Stored entries:
········

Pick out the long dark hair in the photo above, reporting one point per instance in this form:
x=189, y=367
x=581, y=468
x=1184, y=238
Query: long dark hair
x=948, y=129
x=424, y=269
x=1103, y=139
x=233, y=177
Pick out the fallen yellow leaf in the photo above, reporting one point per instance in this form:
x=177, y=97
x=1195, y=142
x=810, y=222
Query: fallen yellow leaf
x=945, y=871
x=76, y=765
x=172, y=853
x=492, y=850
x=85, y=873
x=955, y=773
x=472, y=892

········

# PROBLEM DETAILS:
Extract every line of the listing above and reproduce each one verbatim, in the same order.

# SOLUTION:
Pick out the long dark hair in the photo above, reporting one point per instance in this form:
x=189, y=367
x=581, y=468
x=1184, y=238
Query: long dark hair
x=948, y=129
x=424, y=269
x=1103, y=139
x=233, y=177
Pick out the fallen yellow leaf in the photo above, reporting one point per instance in this form:
x=177, y=97
x=1195, y=142
x=810, y=222
Query: fallen yellow leaf
x=945, y=871
x=76, y=765
x=172, y=853
x=492, y=850
x=85, y=873
x=955, y=773
x=472, y=892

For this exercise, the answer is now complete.